Australian material scientists have found similar effects with silver nanorods, nickel, and tin dissolved in a liquid gallium matrix.

"By dissolving nickel in liquid gallium, we gained access to liquid nickel at very low temperatures – acting as a super' catalyst," said Junma Tang, a postdoctoral researcher at the University of New South Wales.

The researchers expect that gallium could be mixed with other metals to create low-temperature catalysts capable of scrubbing CO2 from the atmosphere, as well as minimizing greenhouse gas emissions due to the lower energy needed for catalytic processes.

Revisiting old assumptions

Beyond the game-changing potential of super catalysts, scientists are leveraging gallium's low melting point and other strange attributes to create shapeshifting and self-healing robots.

In addition, Gaston, Lambie, and Krista Steenbergen, a researcher at the Victoria University of Wellington, created zinc "snowflakes" by crystalizing zinc in liquid gallium.

[REQUIRED ACTIONS]
1 > Reproduce everything in the gallium passage from "The researchers expect" down to "in liquid gallium.".
2 > In the gallium passage, what position does Junma Tang hold?
3 > List every metal other than gallium that the gallium passage names.

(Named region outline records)
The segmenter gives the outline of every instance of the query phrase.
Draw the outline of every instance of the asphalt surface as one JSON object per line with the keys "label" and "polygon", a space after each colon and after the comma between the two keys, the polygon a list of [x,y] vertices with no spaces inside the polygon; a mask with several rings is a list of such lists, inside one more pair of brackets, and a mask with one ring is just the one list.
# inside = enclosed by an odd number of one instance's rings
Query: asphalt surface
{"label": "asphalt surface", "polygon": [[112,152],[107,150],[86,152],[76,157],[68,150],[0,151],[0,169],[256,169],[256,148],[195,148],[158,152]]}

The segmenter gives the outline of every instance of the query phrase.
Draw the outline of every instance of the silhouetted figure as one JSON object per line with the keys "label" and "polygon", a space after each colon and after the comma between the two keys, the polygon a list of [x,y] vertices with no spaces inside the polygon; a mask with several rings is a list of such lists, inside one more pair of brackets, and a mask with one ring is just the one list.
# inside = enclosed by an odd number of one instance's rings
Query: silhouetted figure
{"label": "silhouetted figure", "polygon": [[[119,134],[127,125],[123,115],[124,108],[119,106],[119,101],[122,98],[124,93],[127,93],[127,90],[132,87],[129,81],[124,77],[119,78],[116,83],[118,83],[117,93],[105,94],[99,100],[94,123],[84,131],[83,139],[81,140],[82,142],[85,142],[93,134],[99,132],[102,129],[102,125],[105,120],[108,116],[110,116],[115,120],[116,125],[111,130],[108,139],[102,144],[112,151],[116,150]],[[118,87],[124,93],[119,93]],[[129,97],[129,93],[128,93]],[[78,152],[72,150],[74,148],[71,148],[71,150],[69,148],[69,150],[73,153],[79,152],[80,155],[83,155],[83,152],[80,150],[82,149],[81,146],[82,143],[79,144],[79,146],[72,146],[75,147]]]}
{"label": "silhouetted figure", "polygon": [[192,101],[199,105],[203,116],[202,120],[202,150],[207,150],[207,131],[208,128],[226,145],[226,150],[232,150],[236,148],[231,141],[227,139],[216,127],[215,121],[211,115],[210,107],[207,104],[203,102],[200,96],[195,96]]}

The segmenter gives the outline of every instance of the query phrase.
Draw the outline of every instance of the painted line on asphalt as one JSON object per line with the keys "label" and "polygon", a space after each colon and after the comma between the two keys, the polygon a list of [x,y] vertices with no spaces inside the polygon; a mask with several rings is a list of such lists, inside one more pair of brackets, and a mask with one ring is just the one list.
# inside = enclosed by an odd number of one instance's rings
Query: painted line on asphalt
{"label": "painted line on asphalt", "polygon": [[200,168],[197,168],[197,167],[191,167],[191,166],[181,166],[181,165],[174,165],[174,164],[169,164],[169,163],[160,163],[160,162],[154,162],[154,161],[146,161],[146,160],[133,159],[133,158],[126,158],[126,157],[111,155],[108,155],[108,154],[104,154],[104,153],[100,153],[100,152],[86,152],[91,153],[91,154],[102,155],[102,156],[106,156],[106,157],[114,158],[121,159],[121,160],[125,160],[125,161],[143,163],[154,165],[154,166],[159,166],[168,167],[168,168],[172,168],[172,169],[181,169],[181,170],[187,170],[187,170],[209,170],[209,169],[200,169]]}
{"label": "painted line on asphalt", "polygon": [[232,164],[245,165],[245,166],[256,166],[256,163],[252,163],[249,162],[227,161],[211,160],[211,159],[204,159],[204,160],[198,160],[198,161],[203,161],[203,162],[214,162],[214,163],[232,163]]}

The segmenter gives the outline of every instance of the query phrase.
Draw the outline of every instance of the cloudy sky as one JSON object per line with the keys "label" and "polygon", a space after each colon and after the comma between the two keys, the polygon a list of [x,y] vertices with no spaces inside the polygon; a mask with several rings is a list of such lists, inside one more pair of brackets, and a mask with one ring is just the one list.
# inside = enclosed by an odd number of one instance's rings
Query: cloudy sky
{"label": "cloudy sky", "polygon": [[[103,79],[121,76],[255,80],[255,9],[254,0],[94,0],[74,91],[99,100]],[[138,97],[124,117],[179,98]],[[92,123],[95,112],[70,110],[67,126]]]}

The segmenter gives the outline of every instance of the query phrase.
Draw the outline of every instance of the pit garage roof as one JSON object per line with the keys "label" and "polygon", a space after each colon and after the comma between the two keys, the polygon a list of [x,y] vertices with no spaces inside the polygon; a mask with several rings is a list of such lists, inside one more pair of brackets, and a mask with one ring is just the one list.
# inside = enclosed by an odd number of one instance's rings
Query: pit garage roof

[PROBLEM SOLUTIONS]
1 >
The researchers expect that gallium could be mixed with other metals to create low-temperature catalysts capable of scrubbing CO2 from the atmosphere, as well as minimizing greenhouse gas emissions due to the lower energy needed for catalytic processes.

Revisiting old assumptions

Beyond the game-changing potential of super catalysts, scientists are leveraging gallium's low melting point and other strange attributes to create shapeshifting and self-healing robots.

In addition, Gaston, Lambie, and Krista Steenbergen, a researcher at the Victoria University of Wellington, created zinc "snowflakes" by crystalizing zinc in liquid gallium.

2 > A postdoctoral researcher at the University of New South Wales.

3 > Silver, nickel, tin, zinc